++++ GIVEN TEXT ++++
The suggestion that Tomasz Lewowski has brought up in his comment and I have expanded upon is pretty simple and based upon the following observation: A push_back
on a std::vector
potentially needs to re-allocate the backing store and copy (or, preferably, move) the elements. This constitutes a critical section that needs to be synchronized.
For the next examples, assume we want to have a vector filled with the first 12 primes but we don't care about their ordering. (I have just hard-coded the numbers here but assume they are obtained via some expensive computation that makes sense to do in parallel.) There is a dangerous race condition in the following scenario.
std::vector<int> numbers {}; // an empty vector
// thread A // thread B // thread C
numbers.push_back( 2); numbers.push_back(11); numbers.push_back(23);
numbers.push_back( 3); numbers.push_back(13); numbers.push_back(27);
numbers.push_back( 5); numbers.push_back(17); numbers.push_back(29);
numbers.push_back( 7); numbers.push_back(19); numbers.push_back(31);
There is also another problem with the push_back
. If two threads call it simultaneously, they will both attempt to construct an object at the same index with potentially disastrous consequences. So the problem is not solved with a reserve(n)
before forking the threads.
However, since you know the number of elements in advance, you can simply assign them to a specific location inside a std::vector
without changing its size. If you don't change the size, there is no critical section. Therefore, there is no race in the following scenario.
std::vector<int> numbers(12); // 12 elements initialized with 0
// thread A // thread B // thread C
numbers[ 0] = 2; numbers[ 1] = 3; numbers[ 2] = 5;
numbers[ 3] = 7; numbers[ 4] = 11; numbers[ 5] = 13;
numbers[ 6] = 17; numbers[ 7] = 19; numbers[ 8] = 23;
numbers[ 9] = 29; numbers[10] = 31; numbers[11] = 37;
Of course, if both threads attempt to write to the same index, the race will be there again. Fortunately, protecting against this is not difficult in practice. If your vector has n elements and you have p threads, thread i writes only to elements [i n / p, (i + 1) n / p). Note that this is preferable over having thread i write to elements at index j only if j mod p = i because it leads to fewer cache invalidations. So the access pattern in the above example is sub-optimal and had better been like this.
++++
■ **PROBLEM 1**:
Answer these about the vector threading text above, one line each:
(a) What might a push_back on a std::vector need to do with the backing store and the elements?
(b) In the second scenario, how many elements does the vector start with, and what are they initialized with?
(c) Why is having thread i write to the range [i n / p, (i + 1) n / p) preferred over having it write to indices where j mod p = i?
■ **PROBLEM 2**: In the vector threading text above, the scenario starting with "std::vector<int> numbers(12);" has several assignments by thread A. List each index that thread A writes to, along with the value it assigns there.
++++ INFORMATION SUPPLIED ++++
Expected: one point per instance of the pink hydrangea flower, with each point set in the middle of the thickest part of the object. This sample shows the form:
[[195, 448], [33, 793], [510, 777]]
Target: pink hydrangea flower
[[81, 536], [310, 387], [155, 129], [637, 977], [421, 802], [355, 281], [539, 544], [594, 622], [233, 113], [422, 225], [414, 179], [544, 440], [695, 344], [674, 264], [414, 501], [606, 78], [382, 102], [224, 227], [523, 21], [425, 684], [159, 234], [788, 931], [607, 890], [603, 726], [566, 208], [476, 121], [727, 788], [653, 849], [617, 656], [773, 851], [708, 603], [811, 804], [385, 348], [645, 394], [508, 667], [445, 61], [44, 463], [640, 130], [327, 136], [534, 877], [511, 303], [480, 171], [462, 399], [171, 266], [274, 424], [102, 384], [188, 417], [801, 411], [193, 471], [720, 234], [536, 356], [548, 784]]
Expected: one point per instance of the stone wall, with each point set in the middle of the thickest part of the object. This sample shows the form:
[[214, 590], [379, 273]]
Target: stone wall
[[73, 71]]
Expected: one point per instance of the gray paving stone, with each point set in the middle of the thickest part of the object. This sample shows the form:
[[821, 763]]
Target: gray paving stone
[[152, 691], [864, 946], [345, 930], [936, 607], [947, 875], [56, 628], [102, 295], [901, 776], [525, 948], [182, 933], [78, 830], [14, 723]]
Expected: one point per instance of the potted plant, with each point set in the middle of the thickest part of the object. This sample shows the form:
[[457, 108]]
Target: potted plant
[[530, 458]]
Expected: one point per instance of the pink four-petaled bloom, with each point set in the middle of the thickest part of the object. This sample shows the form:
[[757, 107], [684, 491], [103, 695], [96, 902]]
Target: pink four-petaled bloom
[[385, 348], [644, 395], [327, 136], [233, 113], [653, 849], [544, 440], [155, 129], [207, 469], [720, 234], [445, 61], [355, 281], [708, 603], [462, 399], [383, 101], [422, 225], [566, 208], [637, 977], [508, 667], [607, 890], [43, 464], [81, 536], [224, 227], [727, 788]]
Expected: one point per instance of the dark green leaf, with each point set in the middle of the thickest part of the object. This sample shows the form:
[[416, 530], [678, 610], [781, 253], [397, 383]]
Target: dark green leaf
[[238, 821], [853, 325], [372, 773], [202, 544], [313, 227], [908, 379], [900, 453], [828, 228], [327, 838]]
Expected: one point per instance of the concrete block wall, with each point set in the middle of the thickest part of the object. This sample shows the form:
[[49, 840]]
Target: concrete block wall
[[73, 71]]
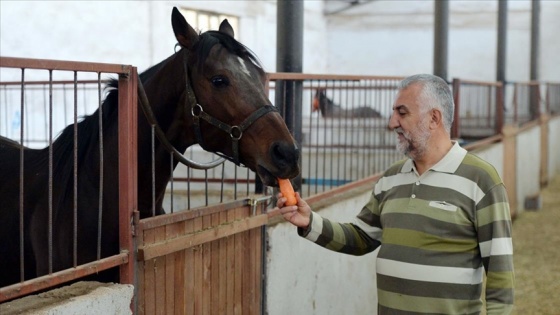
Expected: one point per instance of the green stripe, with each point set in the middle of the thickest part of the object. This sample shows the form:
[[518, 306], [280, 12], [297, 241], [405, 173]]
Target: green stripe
[[475, 161], [422, 207], [496, 212], [427, 305], [428, 241]]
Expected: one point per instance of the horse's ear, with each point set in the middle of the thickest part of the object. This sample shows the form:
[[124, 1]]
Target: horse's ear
[[185, 34], [226, 28]]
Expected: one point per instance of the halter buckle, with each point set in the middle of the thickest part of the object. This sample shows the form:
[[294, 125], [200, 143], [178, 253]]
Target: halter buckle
[[197, 110], [232, 133]]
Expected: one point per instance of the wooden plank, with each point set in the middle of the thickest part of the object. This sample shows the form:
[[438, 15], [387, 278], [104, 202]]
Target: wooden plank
[[159, 274], [230, 266], [215, 267], [189, 272], [238, 278], [179, 293], [140, 309], [149, 251], [160, 220], [198, 272], [222, 267]]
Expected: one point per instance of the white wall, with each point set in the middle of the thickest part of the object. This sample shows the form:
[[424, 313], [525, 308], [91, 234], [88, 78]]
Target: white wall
[[396, 38], [303, 278], [553, 147], [378, 38]]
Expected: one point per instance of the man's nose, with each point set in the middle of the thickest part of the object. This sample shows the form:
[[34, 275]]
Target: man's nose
[[393, 122]]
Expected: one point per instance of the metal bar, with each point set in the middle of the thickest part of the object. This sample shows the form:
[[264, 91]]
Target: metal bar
[[101, 168], [441, 30], [502, 41], [325, 77], [50, 197], [153, 167], [46, 64], [75, 175]]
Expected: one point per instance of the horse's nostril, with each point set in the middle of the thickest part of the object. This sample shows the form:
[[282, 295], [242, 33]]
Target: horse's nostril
[[284, 154]]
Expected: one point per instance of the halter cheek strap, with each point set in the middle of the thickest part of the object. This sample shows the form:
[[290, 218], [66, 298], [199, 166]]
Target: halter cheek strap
[[235, 132]]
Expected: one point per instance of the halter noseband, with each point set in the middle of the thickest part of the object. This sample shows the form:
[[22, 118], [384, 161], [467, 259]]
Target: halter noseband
[[235, 132]]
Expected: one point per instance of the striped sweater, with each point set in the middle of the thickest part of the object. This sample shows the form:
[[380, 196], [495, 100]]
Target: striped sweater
[[441, 232]]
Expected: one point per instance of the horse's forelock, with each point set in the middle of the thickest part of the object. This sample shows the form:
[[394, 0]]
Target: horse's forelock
[[210, 38]]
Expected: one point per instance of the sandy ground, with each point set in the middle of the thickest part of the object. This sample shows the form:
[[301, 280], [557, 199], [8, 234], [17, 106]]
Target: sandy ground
[[536, 245]]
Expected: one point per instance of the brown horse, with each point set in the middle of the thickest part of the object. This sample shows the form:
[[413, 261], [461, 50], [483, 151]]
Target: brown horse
[[211, 91], [329, 109]]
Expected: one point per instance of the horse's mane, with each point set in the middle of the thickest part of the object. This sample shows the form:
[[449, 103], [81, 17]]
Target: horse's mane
[[88, 128]]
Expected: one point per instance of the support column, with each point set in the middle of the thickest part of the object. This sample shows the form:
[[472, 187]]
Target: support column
[[289, 58], [441, 28]]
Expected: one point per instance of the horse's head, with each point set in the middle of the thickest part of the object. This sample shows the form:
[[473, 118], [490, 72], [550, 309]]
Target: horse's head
[[318, 99], [231, 105]]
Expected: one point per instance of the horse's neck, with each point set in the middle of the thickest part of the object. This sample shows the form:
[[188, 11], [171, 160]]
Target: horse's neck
[[329, 107], [166, 95]]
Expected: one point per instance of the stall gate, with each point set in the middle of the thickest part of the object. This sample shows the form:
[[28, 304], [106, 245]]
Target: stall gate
[[203, 261]]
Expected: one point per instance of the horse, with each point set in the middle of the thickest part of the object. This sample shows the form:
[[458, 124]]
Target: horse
[[211, 91], [329, 109]]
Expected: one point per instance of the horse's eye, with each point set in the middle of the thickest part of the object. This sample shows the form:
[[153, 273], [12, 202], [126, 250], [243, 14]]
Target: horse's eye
[[220, 81]]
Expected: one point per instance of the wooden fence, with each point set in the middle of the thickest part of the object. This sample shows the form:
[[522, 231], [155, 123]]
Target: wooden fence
[[205, 261]]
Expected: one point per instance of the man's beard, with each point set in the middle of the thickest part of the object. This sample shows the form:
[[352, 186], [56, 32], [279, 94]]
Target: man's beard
[[415, 142]]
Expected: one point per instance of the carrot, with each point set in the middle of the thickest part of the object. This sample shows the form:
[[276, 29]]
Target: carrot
[[287, 191]]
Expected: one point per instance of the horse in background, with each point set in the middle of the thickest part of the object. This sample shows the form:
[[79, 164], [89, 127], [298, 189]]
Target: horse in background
[[329, 109]]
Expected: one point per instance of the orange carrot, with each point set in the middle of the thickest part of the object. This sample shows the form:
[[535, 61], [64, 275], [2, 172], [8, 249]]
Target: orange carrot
[[287, 191]]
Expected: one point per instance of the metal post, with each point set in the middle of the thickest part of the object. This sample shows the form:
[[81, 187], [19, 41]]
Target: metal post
[[289, 58], [441, 29]]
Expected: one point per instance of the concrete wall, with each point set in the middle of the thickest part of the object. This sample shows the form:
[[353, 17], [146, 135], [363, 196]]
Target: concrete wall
[[84, 298], [378, 38], [303, 278], [553, 147], [528, 166]]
++++
■ **EXERCISE RESPONSE 1**:
(a) It might need to re-allocate the backing store and copy (or, preferably, move) the elements.
(b) It starts with 12 elements, each initialized with 0.
(c) It leads to fewer cache invalidations.

■ **EXERCISE RESPONSE 2**:
numbers[0] = 2
numbers[3] = 7
numbers[6] = 17
numbers[9] = 29